### Exercise instructions
Repeat each record below exactly, dropping the pictures.

--- start Data rows ---

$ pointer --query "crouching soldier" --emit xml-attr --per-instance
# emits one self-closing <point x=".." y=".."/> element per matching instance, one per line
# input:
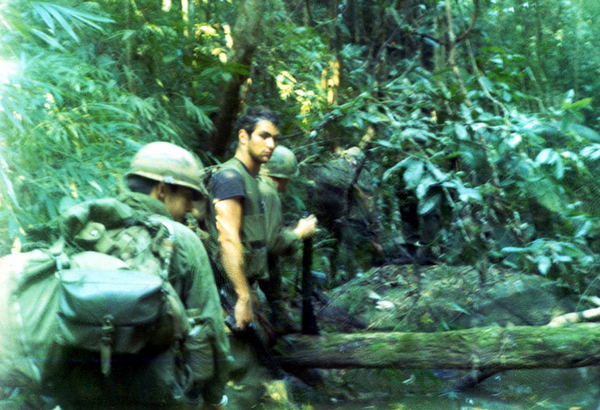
<point x="139" y="234"/>
<point x="281" y="240"/>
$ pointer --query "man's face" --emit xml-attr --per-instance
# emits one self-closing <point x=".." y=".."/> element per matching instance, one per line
<point x="262" y="142"/>
<point x="179" y="201"/>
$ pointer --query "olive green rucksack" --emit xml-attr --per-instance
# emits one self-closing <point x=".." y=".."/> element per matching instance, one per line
<point x="98" y="292"/>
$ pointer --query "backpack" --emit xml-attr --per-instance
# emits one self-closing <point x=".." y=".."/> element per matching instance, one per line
<point x="99" y="292"/>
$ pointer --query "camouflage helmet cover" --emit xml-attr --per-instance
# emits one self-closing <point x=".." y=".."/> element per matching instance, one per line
<point x="168" y="163"/>
<point x="283" y="164"/>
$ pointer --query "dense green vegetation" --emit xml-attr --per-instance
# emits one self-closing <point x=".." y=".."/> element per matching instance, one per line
<point x="481" y="109"/>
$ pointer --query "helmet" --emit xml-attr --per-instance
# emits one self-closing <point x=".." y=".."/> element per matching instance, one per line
<point x="353" y="154"/>
<point x="166" y="162"/>
<point x="283" y="164"/>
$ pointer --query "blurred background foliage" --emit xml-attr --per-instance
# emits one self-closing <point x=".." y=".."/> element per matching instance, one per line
<point x="482" y="110"/>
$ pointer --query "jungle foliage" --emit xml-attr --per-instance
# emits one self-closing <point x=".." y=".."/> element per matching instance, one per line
<point x="481" y="110"/>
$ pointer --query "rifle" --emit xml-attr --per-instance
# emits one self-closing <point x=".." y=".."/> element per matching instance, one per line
<point x="309" y="320"/>
<point x="265" y="356"/>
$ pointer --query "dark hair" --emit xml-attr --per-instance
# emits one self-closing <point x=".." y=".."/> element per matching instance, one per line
<point x="253" y="115"/>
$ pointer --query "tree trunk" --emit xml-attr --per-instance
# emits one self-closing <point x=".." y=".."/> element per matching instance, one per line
<point x="246" y="35"/>
<point x="489" y="349"/>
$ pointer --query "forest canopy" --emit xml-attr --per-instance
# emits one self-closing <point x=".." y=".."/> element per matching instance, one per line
<point x="481" y="109"/>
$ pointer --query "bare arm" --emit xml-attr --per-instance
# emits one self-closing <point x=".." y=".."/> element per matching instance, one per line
<point x="229" y="222"/>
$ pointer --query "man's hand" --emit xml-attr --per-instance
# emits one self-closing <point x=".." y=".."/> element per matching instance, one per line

--- end Data rows ---

### Reply
$ pointer --query "crouching soldier" --emit xml-attr --per-instance
# emits one self-closing <point x=".." y=".."/> element per matching instance, one per line
# input:
<point x="139" y="234"/>
<point x="281" y="240"/>
$ pointer --query "man's face" --emit xml-attr --per-instance
# emits one self-closing <point x=".." y=".."/> element per matching instance, one per line
<point x="262" y="142"/>
<point x="179" y="201"/>
$ pointer --query "olive green rucksack" --emit xml-attr --per-instance
# emits one self-closing <point x=".." y=".."/> element per matching instance, one per line
<point x="98" y="292"/>
$ pointer --query "backpack" --emit xml-attr --per-instance
# emits one self-closing <point x=".." y=".."/> element per matching instance, one per line
<point x="99" y="292"/>
$ pointer --query "camouflage helmet cover" --emit xml-attr --per-instance
# emits one self-closing <point x=".." y=".."/> element per matching instance, one per line
<point x="168" y="163"/>
<point x="283" y="164"/>
$ pointer --query "dense green vegetation" --emit xml-attr --per-instance
# emits one self-closing <point x=".." y=".."/> element per matching instance, one per line
<point x="481" y="109"/>
$ pointer --query "helmet" --emit xml-attr --per-instance
# emits one self-closing <point x=".." y=".."/> element per matching instance, one per line
<point x="353" y="154"/>
<point x="166" y="162"/>
<point x="283" y="164"/>
$ pointer --query "blurred background foliage" --emit xml-attr --per-instance
# emits one self-closing <point x=".." y=".."/> element per matching instance, one per line
<point x="482" y="110"/>
$ pointer --query "jungle foliage" --emit xml-attr --per-instance
# emits one self-closing <point x=".." y=".."/> element per matching instance, one per line
<point x="481" y="110"/>
$ pointer --query "rifle" --emit xml-attr --per-instance
# emits one self-closing <point x=".." y=".."/> element per matching instance, one per line
<point x="309" y="320"/>
<point x="265" y="356"/>
$ pointer --query "dark hair" --emit xml-attr --per-instance
# emits one self-closing <point x=".." y=".."/> element per matching instance, one per line
<point x="253" y="115"/>
$ pointer --query "tree trunk" --emit xml-attr --per-instance
# emits one self-closing <point x=".." y=".."/> element per matching instance, one per line
<point x="246" y="35"/>
<point x="489" y="349"/>
$ pointer --query "forest canopy" --emit xml-attr --per-instance
# emits one self-closing <point x=".." y=".."/> element per matching instance, one per line
<point x="481" y="109"/>
$ pointer --query "bare arm" --emit xml-attr --per-instance
# emits one self-closing <point x=".." y=".."/> element per matching instance, one per line
<point x="229" y="222"/>
$ pointer --query "man's hand" --emit xml-attr --per-instance
# emits one self-closing <point x=".." y=".."/> element per matching instance, one per line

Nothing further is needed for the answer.